'''

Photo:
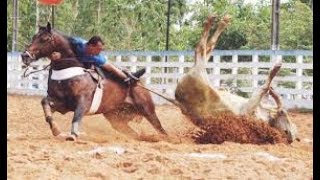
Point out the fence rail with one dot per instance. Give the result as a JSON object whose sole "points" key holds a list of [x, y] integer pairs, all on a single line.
{"points": [[244, 69]]}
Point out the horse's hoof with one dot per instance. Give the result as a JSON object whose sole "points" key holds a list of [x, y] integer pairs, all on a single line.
{"points": [[61, 136], [71, 138], [55, 131]]}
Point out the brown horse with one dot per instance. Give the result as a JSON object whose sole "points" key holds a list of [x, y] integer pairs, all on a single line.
{"points": [[72, 87]]}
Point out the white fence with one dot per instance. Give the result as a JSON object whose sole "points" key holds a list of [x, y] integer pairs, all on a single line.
{"points": [[244, 69]]}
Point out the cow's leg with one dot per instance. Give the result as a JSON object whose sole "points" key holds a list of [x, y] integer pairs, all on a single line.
{"points": [[45, 102], [82, 106], [255, 100]]}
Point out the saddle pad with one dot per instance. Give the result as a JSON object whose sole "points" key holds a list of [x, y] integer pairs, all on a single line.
{"points": [[67, 73], [97, 97]]}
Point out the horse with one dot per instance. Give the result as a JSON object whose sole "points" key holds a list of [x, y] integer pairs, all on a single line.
{"points": [[71, 87]]}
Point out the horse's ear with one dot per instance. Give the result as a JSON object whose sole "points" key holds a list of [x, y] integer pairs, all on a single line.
{"points": [[49, 27]]}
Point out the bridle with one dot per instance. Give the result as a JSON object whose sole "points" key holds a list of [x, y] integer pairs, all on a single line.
{"points": [[51, 40]]}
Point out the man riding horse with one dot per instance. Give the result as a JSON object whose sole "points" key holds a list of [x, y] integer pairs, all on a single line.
{"points": [[89, 52], [71, 87]]}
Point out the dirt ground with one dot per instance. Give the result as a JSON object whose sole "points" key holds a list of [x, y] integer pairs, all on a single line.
{"points": [[103, 153]]}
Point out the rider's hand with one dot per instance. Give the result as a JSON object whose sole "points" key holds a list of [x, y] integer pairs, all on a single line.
{"points": [[130, 80], [55, 56]]}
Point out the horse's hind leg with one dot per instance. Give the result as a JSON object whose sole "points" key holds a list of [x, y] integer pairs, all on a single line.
{"points": [[120, 123], [45, 102], [143, 100], [79, 112]]}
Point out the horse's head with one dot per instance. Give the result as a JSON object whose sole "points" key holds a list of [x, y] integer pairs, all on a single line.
{"points": [[42, 45]]}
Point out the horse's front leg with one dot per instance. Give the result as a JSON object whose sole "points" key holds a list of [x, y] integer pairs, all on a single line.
{"points": [[82, 106], [45, 102]]}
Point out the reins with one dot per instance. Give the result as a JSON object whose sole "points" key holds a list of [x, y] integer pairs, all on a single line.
{"points": [[25, 74]]}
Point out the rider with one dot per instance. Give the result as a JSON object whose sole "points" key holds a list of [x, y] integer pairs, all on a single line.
{"points": [[90, 52]]}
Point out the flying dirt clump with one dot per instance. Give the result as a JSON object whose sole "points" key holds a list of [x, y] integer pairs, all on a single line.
{"points": [[239, 129]]}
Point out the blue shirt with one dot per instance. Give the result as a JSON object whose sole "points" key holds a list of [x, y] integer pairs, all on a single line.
{"points": [[80, 45]]}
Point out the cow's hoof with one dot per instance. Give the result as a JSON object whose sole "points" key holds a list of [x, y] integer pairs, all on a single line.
{"points": [[61, 136], [55, 131], [71, 138]]}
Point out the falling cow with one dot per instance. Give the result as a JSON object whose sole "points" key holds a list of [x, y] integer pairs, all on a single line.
{"points": [[201, 102]]}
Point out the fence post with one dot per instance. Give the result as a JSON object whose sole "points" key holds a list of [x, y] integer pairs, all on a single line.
{"points": [[234, 70], [133, 59], [118, 59], [255, 59], [164, 79], [216, 71], [181, 61], [299, 73], [148, 69]]}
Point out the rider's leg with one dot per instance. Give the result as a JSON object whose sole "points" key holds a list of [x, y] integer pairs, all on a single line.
{"points": [[79, 112]]}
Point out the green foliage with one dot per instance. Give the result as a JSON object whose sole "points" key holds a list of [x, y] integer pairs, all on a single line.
{"points": [[141, 24]]}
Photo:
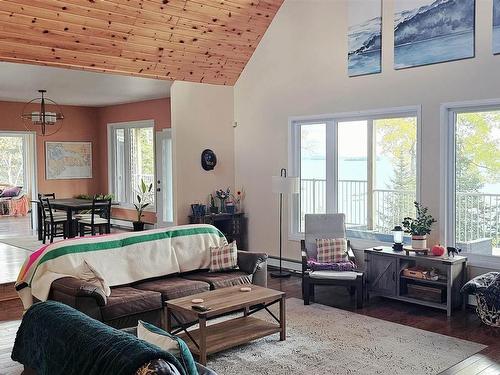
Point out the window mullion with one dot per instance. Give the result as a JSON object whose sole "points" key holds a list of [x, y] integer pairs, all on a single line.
{"points": [[371, 175], [331, 167]]}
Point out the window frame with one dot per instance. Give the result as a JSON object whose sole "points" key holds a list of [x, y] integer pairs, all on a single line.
{"points": [[111, 128], [331, 121], [447, 197]]}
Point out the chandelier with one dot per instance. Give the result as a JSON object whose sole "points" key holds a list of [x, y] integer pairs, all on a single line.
{"points": [[42, 115]]}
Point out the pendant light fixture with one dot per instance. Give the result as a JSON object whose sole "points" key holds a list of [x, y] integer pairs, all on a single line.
{"points": [[42, 115]]}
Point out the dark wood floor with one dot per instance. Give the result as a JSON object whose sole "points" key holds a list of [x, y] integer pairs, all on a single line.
{"points": [[463, 324]]}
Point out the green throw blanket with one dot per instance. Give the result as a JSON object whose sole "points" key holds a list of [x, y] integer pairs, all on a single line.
{"points": [[55, 339]]}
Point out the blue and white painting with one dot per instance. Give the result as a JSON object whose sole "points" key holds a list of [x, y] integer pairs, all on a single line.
{"points": [[496, 26], [432, 31], [364, 37]]}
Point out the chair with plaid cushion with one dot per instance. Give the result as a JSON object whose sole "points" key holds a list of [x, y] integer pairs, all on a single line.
{"points": [[327, 258]]}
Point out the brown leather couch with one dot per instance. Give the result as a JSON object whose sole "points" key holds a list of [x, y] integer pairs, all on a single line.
{"points": [[145, 299]]}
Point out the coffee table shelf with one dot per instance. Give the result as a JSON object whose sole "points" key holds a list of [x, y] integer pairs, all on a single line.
{"points": [[231, 333], [212, 338]]}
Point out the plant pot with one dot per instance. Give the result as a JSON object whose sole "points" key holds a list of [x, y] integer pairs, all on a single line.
{"points": [[138, 226], [419, 242], [230, 208]]}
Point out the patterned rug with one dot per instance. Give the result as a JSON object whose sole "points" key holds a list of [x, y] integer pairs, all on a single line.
{"points": [[324, 340]]}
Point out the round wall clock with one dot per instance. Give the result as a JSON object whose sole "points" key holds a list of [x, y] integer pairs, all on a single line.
{"points": [[208, 160]]}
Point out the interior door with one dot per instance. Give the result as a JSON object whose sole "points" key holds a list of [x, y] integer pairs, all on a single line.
{"points": [[382, 274], [164, 179]]}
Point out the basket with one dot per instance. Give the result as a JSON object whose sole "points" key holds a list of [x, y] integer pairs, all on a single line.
{"points": [[488, 314]]}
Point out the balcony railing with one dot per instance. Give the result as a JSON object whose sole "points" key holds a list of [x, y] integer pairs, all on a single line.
{"points": [[478, 215]]}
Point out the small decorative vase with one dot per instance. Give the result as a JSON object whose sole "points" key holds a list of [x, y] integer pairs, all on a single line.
{"points": [[230, 208], [138, 226], [419, 242]]}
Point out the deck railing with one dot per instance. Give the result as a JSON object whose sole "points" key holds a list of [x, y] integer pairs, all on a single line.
{"points": [[477, 214]]}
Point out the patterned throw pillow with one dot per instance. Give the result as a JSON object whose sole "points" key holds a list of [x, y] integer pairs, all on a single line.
{"points": [[224, 258], [332, 250], [168, 342]]}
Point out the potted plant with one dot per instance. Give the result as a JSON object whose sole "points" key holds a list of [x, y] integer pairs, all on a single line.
{"points": [[142, 195], [213, 207], [419, 227], [223, 196]]}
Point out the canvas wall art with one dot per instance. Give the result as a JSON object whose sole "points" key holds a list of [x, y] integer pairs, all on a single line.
{"points": [[364, 37], [496, 26], [432, 31], [68, 160]]}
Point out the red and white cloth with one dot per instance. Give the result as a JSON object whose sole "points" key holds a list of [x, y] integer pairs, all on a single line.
{"points": [[331, 250]]}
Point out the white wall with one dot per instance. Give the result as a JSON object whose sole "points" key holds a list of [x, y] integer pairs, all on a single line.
{"points": [[300, 68], [202, 117]]}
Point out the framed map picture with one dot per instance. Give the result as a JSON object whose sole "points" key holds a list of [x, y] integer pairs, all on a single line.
{"points": [[68, 160]]}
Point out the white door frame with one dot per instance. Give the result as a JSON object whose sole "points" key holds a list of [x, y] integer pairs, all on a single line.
{"points": [[164, 181]]}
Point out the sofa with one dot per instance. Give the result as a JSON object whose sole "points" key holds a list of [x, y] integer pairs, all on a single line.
{"points": [[55, 339], [145, 299]]}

'''

*WHAT YOU NEED TO DO*
All lines from the one with "Point out the white wall" through the final line above are to be quoted exactly; quote no other line.

*ANSWER TO THE EXERCISE*
Point out the white wall with one dot per instance. Give the result as a JSON object whose sole "points" key holds a list of [x, y] integer pairs, all on a single line.
{"points": [[300, 68], [202, 117]]}
Point out the framed map picture with one dot per instance. Give the result as a JSON object whose sole "points" key holds a list of [x, y] integer pairs, all on a single line.
{"points": [[68, 160]]}
Point out the white door frame with one dot per instance. Give the result as a JSON object whose sole "points" key holds a list of [x, y] integer pairs, all on a single line.
{"points": [[164, 181]]}
Point out the sofa with one dot per instance. Give the result as a JSON object whose sole "points" key holds a list of [x, y] integer pairs, all on a single line.
{"points": [[55, 339], [145, 299]]}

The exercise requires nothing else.